> _DATASET RECORDS_:
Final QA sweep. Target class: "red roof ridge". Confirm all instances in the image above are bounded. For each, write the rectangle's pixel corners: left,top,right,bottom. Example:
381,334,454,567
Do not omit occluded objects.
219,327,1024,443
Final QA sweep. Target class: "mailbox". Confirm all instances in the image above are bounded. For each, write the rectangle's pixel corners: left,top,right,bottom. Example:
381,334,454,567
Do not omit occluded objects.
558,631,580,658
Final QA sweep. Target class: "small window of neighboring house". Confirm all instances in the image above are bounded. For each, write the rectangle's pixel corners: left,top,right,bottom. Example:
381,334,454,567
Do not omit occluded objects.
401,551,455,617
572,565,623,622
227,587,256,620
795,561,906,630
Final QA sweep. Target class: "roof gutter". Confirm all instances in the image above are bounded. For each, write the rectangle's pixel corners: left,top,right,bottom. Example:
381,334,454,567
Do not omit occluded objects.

> _GOAL OF THE EXERCISE_:
Recast the lines of the records as a JSON list of strings, one string per line, from the line containing "window of neighboring" through the end of the records, inclusive. Leave out blank lines.

> _EXPECTED OUTPUT_:
[
  "Final QA sweep. Target class: \"small window of neighboring house\". Confirm all instances in the image above are bounded. For each, write the rectangle's pixel corners: left,top,right,bottom. Example:",
  "381,334,454,567",
  "Do not omit occluded objects.",
  "401,551,455,617",
  "572,565,623,622",
  "227,587,256,620",
  "795,561,906,630",
  "Final QA sweep. Target class: \"roof gutter\". Confirm all instances in the image above are bounded. For each, write the rectangle's pixel corners: left,top,right,bottom. Example:",
  "381,334,454,567",
  "Do not omit occluded objects."
]